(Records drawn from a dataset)
◇ ◇ ◇ ◇ ◇ ◇ ◇

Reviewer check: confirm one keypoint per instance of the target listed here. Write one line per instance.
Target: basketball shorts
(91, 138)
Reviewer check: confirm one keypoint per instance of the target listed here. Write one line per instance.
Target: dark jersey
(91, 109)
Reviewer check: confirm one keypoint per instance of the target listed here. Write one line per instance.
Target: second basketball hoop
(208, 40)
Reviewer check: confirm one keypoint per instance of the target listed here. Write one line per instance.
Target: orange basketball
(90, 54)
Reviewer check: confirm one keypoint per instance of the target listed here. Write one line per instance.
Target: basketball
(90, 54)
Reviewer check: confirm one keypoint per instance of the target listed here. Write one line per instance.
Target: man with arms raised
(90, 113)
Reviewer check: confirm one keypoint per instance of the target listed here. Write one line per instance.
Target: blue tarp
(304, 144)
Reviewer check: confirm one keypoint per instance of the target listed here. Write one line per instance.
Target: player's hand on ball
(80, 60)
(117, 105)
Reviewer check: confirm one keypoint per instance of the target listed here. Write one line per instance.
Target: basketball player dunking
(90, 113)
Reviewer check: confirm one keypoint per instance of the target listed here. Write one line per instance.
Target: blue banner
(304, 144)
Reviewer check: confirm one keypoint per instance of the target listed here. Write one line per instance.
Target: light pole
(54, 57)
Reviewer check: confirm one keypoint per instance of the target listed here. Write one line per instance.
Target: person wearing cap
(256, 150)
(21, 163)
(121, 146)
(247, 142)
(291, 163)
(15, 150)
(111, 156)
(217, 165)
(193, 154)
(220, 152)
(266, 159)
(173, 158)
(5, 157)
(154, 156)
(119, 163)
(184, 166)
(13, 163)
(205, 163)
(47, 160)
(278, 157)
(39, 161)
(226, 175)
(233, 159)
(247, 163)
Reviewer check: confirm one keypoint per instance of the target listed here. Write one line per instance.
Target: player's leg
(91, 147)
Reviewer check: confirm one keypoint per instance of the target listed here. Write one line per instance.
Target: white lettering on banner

◇ ◇ ◇ ◇ ◇ ◇ ◇

● **AIM OF THE TASK**:
Print exactly, and only, the lines from the line containing "Target: person wearing cap" through the final line of the records, both included.

● **WRITTEN SOLUTION**:
Target: person wearing cap
(256, 150)
(21, 163)
(121, 146)
(247, 142)
(291, 163)
(15, 150)
(111, 156)
(217, 165)
(193, 154)
(220, 152)
(266, 159)
(173, 158)
(5, 157)
(154, 156)
(119, 163)
(184, 166)
(13, 163)
(205, 163)
(47, 160)
(278, 157)
(39, 161)
(226, 175)
(233, 159)
(247, 163)
Reviewer check: confirm one keypoint per instance of the target listed here. Write one line per instance.
Target: player's leg
(91, 147)
Reviewer check: confirm one keypoint per instance of the target listed here. Write one line per instance.
Target: white lettering on banner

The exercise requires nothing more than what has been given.